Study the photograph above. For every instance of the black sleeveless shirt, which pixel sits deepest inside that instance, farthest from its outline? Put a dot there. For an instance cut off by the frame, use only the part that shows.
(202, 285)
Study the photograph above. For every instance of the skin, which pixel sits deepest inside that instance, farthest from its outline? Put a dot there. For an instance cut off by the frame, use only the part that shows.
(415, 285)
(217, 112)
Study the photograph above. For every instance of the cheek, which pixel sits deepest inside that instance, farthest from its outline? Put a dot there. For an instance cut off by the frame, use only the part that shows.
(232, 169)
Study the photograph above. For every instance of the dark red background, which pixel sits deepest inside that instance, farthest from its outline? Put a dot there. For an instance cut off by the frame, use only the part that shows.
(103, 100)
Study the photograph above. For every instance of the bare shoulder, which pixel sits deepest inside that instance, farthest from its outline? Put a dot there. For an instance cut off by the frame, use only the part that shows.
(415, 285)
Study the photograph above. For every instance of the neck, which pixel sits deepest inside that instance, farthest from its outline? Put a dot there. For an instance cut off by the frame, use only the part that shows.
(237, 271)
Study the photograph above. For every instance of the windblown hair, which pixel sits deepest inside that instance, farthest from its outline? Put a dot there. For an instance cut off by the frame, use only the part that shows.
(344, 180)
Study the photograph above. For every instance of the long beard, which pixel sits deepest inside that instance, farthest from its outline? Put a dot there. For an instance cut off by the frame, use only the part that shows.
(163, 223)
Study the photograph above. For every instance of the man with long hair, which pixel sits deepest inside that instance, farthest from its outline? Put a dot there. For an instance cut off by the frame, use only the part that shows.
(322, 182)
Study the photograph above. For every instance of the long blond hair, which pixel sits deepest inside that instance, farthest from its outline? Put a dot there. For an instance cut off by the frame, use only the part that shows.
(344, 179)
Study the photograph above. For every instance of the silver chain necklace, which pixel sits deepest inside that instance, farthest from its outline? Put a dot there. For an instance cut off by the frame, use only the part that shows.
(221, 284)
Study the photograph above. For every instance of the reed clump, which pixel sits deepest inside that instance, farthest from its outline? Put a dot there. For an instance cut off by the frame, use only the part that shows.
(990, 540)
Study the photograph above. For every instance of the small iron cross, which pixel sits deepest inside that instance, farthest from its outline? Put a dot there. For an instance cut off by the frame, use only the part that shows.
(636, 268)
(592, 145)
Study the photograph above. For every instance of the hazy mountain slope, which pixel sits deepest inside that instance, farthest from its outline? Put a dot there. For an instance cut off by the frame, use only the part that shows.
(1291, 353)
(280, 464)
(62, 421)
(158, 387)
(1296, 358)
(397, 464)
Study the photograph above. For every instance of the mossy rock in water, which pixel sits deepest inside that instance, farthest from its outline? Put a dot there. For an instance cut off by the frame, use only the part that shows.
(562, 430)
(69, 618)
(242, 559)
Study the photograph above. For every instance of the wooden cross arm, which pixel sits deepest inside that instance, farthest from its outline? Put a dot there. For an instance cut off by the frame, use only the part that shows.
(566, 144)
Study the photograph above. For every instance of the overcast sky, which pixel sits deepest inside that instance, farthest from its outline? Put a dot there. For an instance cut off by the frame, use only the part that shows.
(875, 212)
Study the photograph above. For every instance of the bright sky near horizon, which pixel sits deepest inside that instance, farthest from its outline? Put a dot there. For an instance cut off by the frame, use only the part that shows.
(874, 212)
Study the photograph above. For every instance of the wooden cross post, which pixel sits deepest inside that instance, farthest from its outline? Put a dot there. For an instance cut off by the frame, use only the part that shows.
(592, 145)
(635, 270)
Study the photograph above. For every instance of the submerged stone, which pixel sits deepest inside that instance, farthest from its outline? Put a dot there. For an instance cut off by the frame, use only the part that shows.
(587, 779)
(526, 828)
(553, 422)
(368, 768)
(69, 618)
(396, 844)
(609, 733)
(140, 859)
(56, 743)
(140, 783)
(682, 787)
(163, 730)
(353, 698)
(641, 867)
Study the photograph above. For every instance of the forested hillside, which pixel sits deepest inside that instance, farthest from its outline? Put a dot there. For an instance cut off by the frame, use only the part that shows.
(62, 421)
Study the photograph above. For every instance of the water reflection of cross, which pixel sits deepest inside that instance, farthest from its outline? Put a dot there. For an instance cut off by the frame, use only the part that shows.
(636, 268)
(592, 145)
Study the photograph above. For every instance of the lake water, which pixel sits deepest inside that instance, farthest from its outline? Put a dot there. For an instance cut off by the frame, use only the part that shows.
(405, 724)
----
Instructions to follow
Reproduce the material above without altering a single character.

Result
Study the photograph above. For every instance of the black sleeveless shirt, which pixel sits deepest inside that instance, farthest from its outline? Put a dot there. For an instance cut off by the frame, use only the part that shows.
(202, 285)
Study the photograph above. For every instance of the skin, which pixel sits deepest inside that instance, farthest from its outline? Put a dot there. For an instance cut off by the frame, use only the part that shows.
(415, 285)
(217, 112)
Study the photograph above. For every instance of the cheek, which pixel sits deepest inside that instance, farthest from its outline? Put a dot there. For an instance cut off by the frame, use only the part that shows.
(232, 169)
Study the photograph above. For every instance of the dark red background, which pixel sits deepest inside that instance, farthest from its outline? Put a dot there. For an instance cut off by the frame, use only the part that shows.
(103, 100)
Study the photograph above. For every instance of the bare shoulder, which pixel sits deepest inside that instance, farthest from its outline? Put a dot there. For an instance cut off by the frame, use only the part that shows.
(415, 285)
Study the photograph above. For every instance of the neck, which pixel sits deepest inside that instance, farthest from its outline? Put a dot there. For an instance cut off by the frame, use only the part that shows.
(237, 271)
Study the photograph above. For every instance of the windblown hair, which pixel sits deepest inside that instance, farthest from its outline? Put a dot there. For an instance cut off by the frame, use only the part that shows.
(344, 180)
Study the photograph above. For every instance of the long beard, which pixel sits deepest inside that instance, farthest from its outline? Put a dot there. For an instance cut off by the frame, use only the part that shows.
(163, 223)
Study the photograph above. For every instance of the man with long hair, which pixel sits deepest inside that instance, farthest from its outline? Put a dot there. For an instance cut off by the frame, use only the part that shows.
(322, 182)
Study the photograph above. For every instance of the long blond hair, which pixel sits deepest inside that instance, farthest from its outline? Put a dot there. For an instance cut off by the frame, use only the part that shows.
(344, 179)
Study the photograph above. For every instance of the silver chain necklace, which pixel sits deepest inside that instance, farthest from its outline? Put a dot there. For an instance cut off by the frame, use only the part that shows.
(221, 284)
Study the photograph above. For every instance of the reed clump, which pixel sits deepest inside that instance, farthest from its outline? Put a dot there. For an instance cut off by the frame, use only the part that shows.
(990, 540)
Study the photograph above. For every instance of the small iron cross, which pixel sits deepest inside that instance, farthest from its outline? Put a dot there. For an instance cut off by the frame, use only the part that shows.
(636, 268)
(592, 145)
Study the photograph above. For every instance of the hazy mountain slope, which pixel sits deepest inside that instance, farthest from its outline? Put a dot there. For an instance cut off by the frame, use only the part that shows.
(1291, 353)
(280, 464)
(62, 421)
(158, 387)
(1296, 358)
(397, 464)
Study the photograph above. For every instance of the mossy rock in water, which pixel sits deepest inside that instance, farthest from its outline? Put a dot there. For an instance cut off by the frame, use only the part that shows.
(562, 430)
(69, 618)
(242, 559)
Study the photograph above. For every instance of the wooden cross arm, which pixel sits deepest inside that instance, farthest from its outline? Put a dot there. For an instance cut off by the frame, use only the part that shows.
(566, 144)
Study the photograph above. For every instance of the overcast sky, which pixel sits deepest inside that instance, farthest from its outline? Put a dot there. For an instance cut off by the frame, use only the part that shows.
(875, 212)
Study the photograph above. For every instance of the bright sky near horizon, which pixel sits deepest inside that instance, farthest from its outline? Put a dot there. For an instance cut off by the frame, use only the part that shows.
(874, 212)
Study the photograph above. For every instance of the wooden cross post, which pixel sits deepest inside that instance, farthest from its outline? Put a dot there. For an instance cut off by the frame, use only the part that shows.
(592, 145)
(635, 270)
Study the photograph above. For every instance of the submerged stone, which pixel sits deepest inside that instance, farthest from its outline? Put a dot there. For an instance cut off by the frame, use only the part that shows.
(587, 779)
(526, 828)
(553, 422)
(368, 768)
(69, 618)
(396, 844)
(609, 733)
(140, 859)
(56, 743)
(140, 783)
(682, 787)
(163, 730)
(353, 698)
(641, 867)
Study the photograph above. For every instance of the forested hillside, which pixel sits deepest inside that instance, farthest from its outline? Put a dot there. For an instance cut off by the frame, use only the part that shows.
(62, 421)
Study the photograph above. For every instance of the water reflection of cross, which pixel sits deepest inside that instance, farthest from its outline? Put a dot there. For an instance cut off by the frame, use only the part that shows.
(636, 268)
(592, 145)
Study the photograph above. For every instance of the lake water, which pixel sits deepest inside that instance, farthest from its outline? Put a dot there. For an instance cut off by the frame, use only the part that shows.
(405, 724)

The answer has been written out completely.